| WHAT YOU WILL DO |
Answer these questions using the text on wealth in the Bible:
1. Who was Joseph second only to in wealth?
2. What did Barnabas sell?
3. What did Dorcas make, and for whom?

** start GIVEN TEXT **

No—every gift from God is good. If He has blessed you with wealth, it is for a reason, and we have examples in the Bible to prove this.
Joseph of the Old Testament was one of the wealthiest men of Egypt, second only to Pharaoh. However, that wealth did not diminish his dependency on God. He knew God’s provision of riches and vision were favored gifts which he in turn used to save multiple nations. Joseph was a rich man, but first and foremost, he was a humble servant of God.
In the book of Acts, we read about several members of the early church who were wealthy and helped to support others. Barnabas sold a field and donated the money so it could be used to serve the needy (Acts 4:36-37), Dorcas made clothes for the widows (Acts 9:36-43), and a Roman Centurion named Cornelius “did many charitable deeds for the Jewish people and always prayed to God” (Acts 10:1-8).
Though they were wealthy, God was the one they depended upon, and by His example they used their riches to freely serve others. When our identity, security, and hope are tied into accumulating and maintaining wealth, our fists tighten and our hearts harden against the one who provided that gift and those He calls us to help.

** end GIVEN TEXT **
** start DATA ROWS **

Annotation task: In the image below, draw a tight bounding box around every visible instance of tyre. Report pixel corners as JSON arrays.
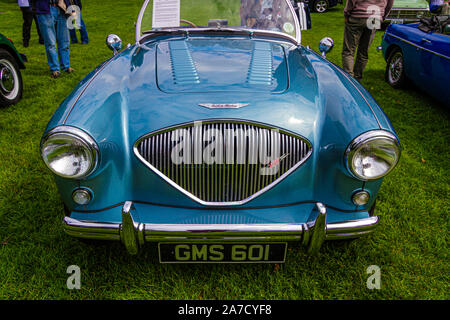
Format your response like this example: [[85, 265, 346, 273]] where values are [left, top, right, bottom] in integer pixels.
[[311, 0, 329, 13], [385, 49, 406, 88], [0, 49, 23, 106]]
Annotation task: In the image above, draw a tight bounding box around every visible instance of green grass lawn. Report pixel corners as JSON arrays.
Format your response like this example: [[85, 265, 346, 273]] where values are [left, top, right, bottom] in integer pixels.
[[0, 0, 450, 299]]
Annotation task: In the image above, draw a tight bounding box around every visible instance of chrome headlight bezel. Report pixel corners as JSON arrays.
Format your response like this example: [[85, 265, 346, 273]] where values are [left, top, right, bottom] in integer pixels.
[[40, 126, 100, 179], [345, 130, 401, 181]]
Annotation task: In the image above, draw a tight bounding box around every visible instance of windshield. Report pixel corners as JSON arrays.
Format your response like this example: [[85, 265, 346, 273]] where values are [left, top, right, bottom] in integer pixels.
[[136, 0, 300, 42]]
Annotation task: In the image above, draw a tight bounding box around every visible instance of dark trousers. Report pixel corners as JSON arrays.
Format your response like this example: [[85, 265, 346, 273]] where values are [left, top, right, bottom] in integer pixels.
[[20, 7, 44, 47]]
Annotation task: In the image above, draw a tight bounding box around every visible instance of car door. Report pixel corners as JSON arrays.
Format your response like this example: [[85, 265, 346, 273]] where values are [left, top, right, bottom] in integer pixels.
[[418, 32, 450, 104]]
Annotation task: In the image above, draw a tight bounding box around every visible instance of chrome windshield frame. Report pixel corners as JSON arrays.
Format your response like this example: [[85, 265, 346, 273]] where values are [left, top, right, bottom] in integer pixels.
[[135, 0, 301, 45]]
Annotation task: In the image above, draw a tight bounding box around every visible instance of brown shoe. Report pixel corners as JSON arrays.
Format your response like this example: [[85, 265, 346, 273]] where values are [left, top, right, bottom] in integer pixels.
[[50, 71, 61, 79]]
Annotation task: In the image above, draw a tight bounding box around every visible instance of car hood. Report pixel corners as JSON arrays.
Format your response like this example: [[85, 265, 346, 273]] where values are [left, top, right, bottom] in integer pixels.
[[392, 0, 429, 9], [155, 38, 288, 93], [59, 37, 379, 141], [46, 36, 391, 210]]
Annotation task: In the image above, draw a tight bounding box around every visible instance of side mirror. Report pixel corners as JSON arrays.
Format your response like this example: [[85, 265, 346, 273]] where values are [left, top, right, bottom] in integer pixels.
[[319, 37, 334, 58], [106, 34, 122, 55]]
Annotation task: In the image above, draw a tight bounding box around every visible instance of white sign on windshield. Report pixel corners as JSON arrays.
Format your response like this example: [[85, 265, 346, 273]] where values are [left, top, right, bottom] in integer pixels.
[[152, 0, 180, 29]]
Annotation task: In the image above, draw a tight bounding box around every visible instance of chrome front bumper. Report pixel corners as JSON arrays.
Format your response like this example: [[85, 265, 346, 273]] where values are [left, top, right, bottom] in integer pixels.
[[63, 201, 379, 254]]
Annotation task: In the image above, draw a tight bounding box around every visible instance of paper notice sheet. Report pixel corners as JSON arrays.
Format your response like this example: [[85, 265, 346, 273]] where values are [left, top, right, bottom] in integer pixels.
[[152, 0, 180, 29]]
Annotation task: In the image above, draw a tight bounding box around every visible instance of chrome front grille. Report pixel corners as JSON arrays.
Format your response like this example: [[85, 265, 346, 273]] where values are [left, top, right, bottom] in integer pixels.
[[134, 120, 312, 205]]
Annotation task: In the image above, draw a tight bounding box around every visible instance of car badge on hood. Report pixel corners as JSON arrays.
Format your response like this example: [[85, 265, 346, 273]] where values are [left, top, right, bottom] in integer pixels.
[[198, 103, 248, 109]]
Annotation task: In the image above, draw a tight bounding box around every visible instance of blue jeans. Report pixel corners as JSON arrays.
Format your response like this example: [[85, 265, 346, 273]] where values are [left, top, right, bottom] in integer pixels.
[[69, 13, 89, 43], [37, 6, 70, 72]]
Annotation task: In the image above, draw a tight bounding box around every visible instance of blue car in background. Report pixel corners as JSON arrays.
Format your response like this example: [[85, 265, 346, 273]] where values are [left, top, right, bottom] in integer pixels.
[[381, 16, 450, 106], [41, 0, 400, 263]]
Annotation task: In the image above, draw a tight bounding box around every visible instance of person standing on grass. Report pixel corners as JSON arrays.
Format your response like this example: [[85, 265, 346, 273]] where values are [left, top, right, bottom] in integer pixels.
[[17, 0, 44, 48], [342, 0, 394, 81], [66, 0, 89, 44], [32, 0, 75, 78]]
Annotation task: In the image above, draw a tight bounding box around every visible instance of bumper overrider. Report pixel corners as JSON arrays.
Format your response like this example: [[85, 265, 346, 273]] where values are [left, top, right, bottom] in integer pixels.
[[63, 201, 379, 255]]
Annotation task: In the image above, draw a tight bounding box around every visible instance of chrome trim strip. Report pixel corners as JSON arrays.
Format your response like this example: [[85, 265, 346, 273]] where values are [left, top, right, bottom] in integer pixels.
[[385, 32, 450, 60], [133, 119, 313, 206], [63, 201, 379, 254], [307, 202, 327, 255], [120, 201, 138, 255], [134, 0, 301, 45], [326, 216, 380, 240]]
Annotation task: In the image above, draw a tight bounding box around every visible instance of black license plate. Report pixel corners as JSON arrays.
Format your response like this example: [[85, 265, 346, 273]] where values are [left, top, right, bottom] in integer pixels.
[[159, 242, 287, 263]]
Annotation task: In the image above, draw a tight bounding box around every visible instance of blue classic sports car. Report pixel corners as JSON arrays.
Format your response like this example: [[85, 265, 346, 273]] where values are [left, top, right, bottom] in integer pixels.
[[41, 0, 400, 263], [381, 16, 450, 106]]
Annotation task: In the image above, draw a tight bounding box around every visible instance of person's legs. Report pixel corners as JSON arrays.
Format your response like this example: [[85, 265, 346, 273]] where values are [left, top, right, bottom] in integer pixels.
[[342, 17, 362, 76], [33, 14, 44, 44], [37, 14, 59, 72], [20, 7, 33, 47], [353, 21, 376, 81], [51, 7, 70, 70]]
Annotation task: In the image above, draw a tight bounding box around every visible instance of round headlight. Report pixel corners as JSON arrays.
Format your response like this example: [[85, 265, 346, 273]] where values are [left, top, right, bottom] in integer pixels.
[[346, 131, 400, 180], [41, 126, 98, 179]]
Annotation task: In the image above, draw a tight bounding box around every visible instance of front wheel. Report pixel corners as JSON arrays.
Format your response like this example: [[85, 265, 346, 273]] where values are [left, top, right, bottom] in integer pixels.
[[311, 0, 329, 13], [385, 49, 406, 88], [0, 49, 23, 106]]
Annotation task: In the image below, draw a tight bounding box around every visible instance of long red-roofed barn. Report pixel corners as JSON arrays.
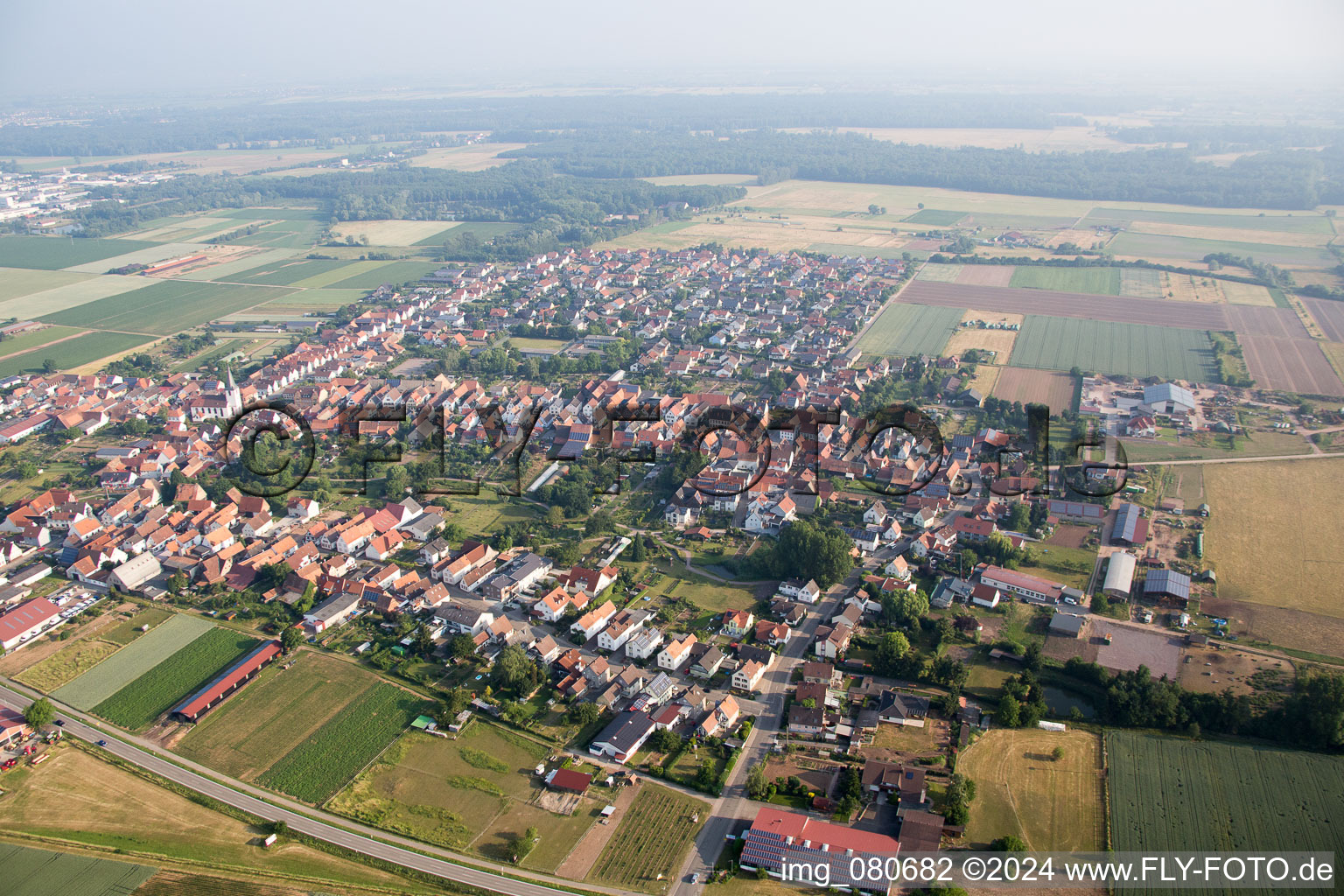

** end DATA ROWS **

| EXPECTED OUTPUT |
1. Pharaoh
2. A field
3. Clothes, for the widows